**Excerpt:**
________________________

Objective: The aim of this study was to explore factors associated with “resilience” and “vulnerability” to hot flushes and night sweats.
Methods: A total of 4,407 women aged 45 to 54 years who were recruited from family practices in northeast Scotland responded to a postal questionnaire. Among respondents reporting high-frequency hot flushes (n = 628) or night sweats (n = 628), we compared those with low levels of bother (“resilient”) with the rest. Similarly, among women reporting low-frequency hot flushes (n = 459) or night sweats (n = 459), those with high bother (“vulnerable”) were compared with the rest. Forward stepwise logistic regression examined social, psychological, and physical factors associated with resilience or vulnerability to each symptom.
Results: Women resilient to hot flushes were those who had previously not been bothered by their menstrual periods; were not experiencing somatic symptoms or night sweats; and perceived their symptoms as having low consequences on their lives. Those vulnerable to hot flushes had children; had a high body mass index; reported night sweats; and perceived their symptoms as having high life consequences. Women resilient to night sweats were nonsmokers; were not experiencing sleep difficulties; were not using psychological symptom management strategies; and perceived their menopausal symptoms as having low life consequences. Those vulnerable to night sweats had low educational attainment; had previously been bothered by their menstrual periods; had below-average physical health; reported musculoskeletal symptoms and hot flushes; and perceived their menopausal symptoms as having high life consequences.
Conclusions: Factors associated with resilience or vulnerability differ by symptom studied, although relationships with illness perceptions exist in all models. Our results suggest that a single approach to managing these symptoms is likely to be unsuccessful.

________________________

**Data records:**
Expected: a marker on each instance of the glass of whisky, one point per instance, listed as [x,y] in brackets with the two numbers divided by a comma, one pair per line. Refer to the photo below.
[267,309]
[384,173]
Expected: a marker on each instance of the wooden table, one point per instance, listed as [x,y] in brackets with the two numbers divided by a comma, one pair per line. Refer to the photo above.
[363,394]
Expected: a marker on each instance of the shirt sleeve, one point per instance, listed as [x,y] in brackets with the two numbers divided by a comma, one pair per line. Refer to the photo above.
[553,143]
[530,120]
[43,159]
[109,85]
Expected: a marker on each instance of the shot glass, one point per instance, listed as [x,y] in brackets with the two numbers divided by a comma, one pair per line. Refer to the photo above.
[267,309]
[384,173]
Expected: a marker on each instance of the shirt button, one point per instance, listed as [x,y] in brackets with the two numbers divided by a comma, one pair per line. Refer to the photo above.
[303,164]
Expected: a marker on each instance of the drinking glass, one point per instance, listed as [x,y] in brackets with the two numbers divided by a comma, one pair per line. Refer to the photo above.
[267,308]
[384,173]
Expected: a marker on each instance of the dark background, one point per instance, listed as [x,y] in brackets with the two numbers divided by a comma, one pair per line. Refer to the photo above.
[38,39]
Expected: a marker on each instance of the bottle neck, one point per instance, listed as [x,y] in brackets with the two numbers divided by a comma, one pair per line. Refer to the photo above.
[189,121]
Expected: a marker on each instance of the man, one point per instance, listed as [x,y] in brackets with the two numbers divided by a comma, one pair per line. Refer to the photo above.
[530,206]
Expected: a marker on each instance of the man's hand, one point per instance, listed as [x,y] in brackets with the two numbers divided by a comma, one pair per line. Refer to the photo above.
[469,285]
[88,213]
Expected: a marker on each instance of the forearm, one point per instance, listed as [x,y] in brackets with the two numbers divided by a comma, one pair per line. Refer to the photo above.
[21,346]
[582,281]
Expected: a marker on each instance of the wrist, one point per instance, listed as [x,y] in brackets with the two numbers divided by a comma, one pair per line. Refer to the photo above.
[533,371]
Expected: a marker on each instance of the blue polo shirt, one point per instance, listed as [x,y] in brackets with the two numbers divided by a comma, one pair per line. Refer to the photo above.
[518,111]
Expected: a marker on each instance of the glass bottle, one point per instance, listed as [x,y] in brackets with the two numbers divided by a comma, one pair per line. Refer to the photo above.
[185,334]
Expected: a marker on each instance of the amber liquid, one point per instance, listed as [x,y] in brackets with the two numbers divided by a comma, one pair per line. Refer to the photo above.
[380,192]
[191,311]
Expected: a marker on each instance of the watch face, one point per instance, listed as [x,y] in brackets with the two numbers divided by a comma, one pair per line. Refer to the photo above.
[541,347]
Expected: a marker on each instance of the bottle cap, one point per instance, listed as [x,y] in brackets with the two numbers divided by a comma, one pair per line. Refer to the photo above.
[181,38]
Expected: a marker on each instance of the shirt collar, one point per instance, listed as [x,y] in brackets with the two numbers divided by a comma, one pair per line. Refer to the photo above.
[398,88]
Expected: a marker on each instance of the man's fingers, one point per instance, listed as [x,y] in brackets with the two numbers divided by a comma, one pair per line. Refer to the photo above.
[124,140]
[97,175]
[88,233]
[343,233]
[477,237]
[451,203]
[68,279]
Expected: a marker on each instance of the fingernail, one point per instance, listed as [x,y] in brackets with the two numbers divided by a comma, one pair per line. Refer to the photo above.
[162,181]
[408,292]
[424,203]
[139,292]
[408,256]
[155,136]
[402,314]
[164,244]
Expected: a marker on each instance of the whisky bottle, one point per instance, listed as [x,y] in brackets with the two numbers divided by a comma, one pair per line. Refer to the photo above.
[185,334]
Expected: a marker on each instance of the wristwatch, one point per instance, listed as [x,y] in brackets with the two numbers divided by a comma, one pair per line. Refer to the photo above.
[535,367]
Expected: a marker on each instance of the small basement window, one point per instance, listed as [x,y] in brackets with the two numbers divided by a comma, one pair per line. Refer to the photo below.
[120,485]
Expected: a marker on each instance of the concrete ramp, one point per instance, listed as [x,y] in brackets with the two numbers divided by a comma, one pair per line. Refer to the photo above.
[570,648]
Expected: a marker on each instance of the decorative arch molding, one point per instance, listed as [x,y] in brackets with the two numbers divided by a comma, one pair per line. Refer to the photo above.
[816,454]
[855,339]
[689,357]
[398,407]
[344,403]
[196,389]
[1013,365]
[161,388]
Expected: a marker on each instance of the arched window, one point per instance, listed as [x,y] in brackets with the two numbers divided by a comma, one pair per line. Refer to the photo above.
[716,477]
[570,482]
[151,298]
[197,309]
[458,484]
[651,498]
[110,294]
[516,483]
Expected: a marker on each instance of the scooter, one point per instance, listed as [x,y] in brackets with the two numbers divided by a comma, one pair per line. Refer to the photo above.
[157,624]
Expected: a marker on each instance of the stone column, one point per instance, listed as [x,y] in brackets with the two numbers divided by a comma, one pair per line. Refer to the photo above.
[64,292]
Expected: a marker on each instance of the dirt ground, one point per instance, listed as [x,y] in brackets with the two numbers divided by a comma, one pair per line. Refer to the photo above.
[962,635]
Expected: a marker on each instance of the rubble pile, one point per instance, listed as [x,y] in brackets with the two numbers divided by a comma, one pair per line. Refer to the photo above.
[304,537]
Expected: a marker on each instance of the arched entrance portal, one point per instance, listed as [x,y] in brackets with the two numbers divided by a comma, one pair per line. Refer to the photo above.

________________________

**Exercise:** Can you transcribe the abstract on hot flushes and night sweats, starting with "Conclusions: Factors associated" and going on through "to be unsuccessful."?

**Exercise answer:**
Conclusions: Factors associated with resilience or vulnerability differ by symptom studied, although relationships with illness perceptions exist in all models. Our results suggest that a single approach to managing these symptoms is likely to be unsuccessful.